> **Text provided**:
- Education: Wageningen University and Research University of Edinburgh
- Known for: Antimalarial resistance and insecticide resistance
- Scientific career
- Fields: Evolutionary biologist, disease ecologist, malariologist
- Workplaces: Arizona State University Pennsylvania State University Barcelona Biomedical Research Park (ISGlobal)

= Silvie Huijben =

American evolutionary biologist

Silvie Huijben is an evolutionary biologist and assistant professor at Arizona State University. The Huijben Lab uses fieldwork, lab experiments, and mathematical modeling to study antimalarial and insecticide resistance in parasites, such as disease-transmitting mosquitoes. Her work is focused on applying evolutionary theory to produce resistance management strategies to best combat malaria.

== Education ==
Huijben received a PhD in cell, animal and population biology from the University of Edinburgh, UK (October 2006 to January 2010). She received a MSc in biology from Wageningen University, Netherlands (June 2003 to August 2006) and a BSc in biology (September 2000 to November 2004).

== Career ==
After completing her PhD in 2010, Huijben worked as a post-doctoral scholar at the Center for Infectious Disease Dynamics (CIDD), Pennsylvania State University, USA where she used a rodent malaria model to study the evolution of drug resistance. In November 2013 she began work as a post-doctoral fellow at Barcelona Institute for Global Health (ISGlobal), Barcelona, Spain. In June 2017 she became an Assistant Research Professor at ISGlobal before moving on to an assistant professor role at the Center for Evolution and Medicine, Arizona State University, USA in March 2018.

> **Activity**: Can you write a continuation of the biography of Silvie Huijben from the point where it stops? These entries were drawn from a separate source.

[Stored items from a collection]
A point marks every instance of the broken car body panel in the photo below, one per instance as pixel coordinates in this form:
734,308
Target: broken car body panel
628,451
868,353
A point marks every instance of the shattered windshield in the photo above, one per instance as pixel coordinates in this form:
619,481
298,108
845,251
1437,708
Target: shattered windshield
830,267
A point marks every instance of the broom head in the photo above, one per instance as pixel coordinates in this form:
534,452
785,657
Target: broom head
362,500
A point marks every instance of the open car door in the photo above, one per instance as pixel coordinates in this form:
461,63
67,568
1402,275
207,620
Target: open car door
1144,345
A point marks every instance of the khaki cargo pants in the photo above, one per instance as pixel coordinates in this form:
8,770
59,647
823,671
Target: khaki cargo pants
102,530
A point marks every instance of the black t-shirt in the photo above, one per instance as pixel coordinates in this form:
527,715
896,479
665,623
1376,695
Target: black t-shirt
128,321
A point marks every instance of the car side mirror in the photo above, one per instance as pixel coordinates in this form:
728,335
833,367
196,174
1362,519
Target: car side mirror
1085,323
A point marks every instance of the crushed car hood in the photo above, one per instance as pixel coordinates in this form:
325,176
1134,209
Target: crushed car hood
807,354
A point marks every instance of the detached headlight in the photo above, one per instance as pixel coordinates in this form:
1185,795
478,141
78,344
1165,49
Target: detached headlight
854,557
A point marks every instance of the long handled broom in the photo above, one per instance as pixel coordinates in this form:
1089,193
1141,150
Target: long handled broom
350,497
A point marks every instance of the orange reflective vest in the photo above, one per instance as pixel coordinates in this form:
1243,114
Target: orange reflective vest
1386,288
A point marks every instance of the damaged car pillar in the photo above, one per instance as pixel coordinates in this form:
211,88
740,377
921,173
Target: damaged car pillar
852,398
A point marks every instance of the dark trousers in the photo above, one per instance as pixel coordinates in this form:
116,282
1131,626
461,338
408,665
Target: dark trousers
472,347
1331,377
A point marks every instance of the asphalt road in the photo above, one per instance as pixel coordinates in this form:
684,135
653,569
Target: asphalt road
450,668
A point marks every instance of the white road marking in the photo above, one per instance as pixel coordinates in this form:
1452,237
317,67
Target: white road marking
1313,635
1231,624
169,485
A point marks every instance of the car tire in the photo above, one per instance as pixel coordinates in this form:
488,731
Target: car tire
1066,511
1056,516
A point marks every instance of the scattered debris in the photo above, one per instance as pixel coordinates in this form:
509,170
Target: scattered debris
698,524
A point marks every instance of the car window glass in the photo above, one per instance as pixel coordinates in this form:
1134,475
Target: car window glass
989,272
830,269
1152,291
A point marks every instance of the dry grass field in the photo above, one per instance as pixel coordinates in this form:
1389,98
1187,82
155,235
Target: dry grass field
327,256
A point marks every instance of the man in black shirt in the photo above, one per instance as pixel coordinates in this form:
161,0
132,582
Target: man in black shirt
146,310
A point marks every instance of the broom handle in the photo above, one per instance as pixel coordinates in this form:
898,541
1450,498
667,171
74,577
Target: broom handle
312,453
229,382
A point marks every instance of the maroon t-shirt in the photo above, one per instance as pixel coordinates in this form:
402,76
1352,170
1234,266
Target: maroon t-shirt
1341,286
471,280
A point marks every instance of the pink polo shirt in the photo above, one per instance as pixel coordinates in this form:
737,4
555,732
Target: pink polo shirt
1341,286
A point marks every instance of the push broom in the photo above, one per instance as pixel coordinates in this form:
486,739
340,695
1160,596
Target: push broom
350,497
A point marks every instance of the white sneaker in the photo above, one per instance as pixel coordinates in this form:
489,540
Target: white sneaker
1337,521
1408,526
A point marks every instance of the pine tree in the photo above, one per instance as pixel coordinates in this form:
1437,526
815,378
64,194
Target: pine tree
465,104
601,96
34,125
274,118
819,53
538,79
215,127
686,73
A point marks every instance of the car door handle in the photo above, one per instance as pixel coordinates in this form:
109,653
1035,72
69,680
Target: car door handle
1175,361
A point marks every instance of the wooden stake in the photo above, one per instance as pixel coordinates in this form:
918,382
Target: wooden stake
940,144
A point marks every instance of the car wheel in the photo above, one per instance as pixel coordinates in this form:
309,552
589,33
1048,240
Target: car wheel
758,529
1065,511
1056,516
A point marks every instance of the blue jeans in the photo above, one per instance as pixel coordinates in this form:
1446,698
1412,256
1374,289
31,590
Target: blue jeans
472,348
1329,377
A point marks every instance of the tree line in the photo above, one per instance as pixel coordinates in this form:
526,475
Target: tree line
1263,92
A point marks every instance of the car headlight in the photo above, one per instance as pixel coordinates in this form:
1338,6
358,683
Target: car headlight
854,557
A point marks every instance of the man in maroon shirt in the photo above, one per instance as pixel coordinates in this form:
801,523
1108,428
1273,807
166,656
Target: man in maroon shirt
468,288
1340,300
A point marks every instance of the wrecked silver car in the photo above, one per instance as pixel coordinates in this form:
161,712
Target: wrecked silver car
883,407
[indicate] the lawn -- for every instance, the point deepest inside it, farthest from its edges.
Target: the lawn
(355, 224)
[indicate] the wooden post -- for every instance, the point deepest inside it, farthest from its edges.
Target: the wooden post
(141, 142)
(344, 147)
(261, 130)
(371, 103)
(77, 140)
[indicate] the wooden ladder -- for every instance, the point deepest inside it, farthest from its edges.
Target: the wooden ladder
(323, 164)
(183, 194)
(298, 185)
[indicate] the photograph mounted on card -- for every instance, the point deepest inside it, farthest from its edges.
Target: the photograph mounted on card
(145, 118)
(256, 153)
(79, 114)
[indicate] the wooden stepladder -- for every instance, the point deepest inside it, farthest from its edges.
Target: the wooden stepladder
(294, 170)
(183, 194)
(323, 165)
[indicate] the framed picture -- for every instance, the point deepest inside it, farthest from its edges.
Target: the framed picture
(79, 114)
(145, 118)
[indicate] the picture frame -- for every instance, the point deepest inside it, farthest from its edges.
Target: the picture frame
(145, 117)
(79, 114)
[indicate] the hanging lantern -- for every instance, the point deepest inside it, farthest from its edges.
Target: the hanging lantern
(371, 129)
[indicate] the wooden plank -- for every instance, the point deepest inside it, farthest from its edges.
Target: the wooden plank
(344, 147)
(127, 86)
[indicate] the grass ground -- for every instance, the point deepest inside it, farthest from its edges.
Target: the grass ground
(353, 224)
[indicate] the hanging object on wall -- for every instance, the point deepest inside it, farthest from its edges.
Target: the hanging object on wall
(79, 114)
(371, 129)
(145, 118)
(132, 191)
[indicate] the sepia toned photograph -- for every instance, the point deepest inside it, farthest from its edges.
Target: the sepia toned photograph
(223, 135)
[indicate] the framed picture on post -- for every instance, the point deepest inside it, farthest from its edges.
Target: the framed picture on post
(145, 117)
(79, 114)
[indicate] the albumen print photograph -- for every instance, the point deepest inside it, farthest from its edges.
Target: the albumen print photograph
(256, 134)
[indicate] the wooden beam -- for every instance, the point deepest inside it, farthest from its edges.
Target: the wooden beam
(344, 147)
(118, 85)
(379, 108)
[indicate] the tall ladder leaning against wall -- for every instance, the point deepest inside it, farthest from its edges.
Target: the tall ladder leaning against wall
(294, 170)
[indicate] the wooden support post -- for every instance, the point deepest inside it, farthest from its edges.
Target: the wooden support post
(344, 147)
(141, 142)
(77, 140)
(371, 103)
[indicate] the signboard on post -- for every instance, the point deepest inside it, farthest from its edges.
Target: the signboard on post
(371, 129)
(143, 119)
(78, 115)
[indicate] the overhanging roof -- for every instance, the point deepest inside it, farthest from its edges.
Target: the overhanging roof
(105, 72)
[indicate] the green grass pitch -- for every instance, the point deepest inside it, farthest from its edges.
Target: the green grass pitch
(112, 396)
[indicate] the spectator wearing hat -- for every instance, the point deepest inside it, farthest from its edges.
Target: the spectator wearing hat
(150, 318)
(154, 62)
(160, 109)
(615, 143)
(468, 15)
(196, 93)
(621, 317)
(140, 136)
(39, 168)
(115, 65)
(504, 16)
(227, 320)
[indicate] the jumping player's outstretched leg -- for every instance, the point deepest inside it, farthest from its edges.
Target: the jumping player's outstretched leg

> **Answer**:
She has been an editorial board member of PLOS ONE since July 2018.

== Public engagement and media ==
Huijben has appeared on 2Scientists, was a panelist on a Virtual Keystone Symposia, and was featured on MESA presenting her research for the 67th ASTMH annual meeting.

== Research ==
The Huijben Lab focuses on the key question: how can we use evolutionary theory to better design resistance management strategies?. The lab's current research projects are centered around:
1. understanding the relation between insecticide resistance and malaria epidemiology
2. determining optimal insecticide resistance management strategies
3. determining optimal antimalarial resistance management strategies
4. understanding insecticide resistance patterns in the field

== Awards and recognition ==
In 2013, she was a recipient of the Marie Curie International Incoming Fellowship, and the Society in Science – Branco Weiss Fellowship to pursue her research in the evolution of drug and insecticide resistance.

In 2020, Dr. Huijben earned the Centennial Professorship Award at Arizona State University for her unique dedication to biological pedagogy.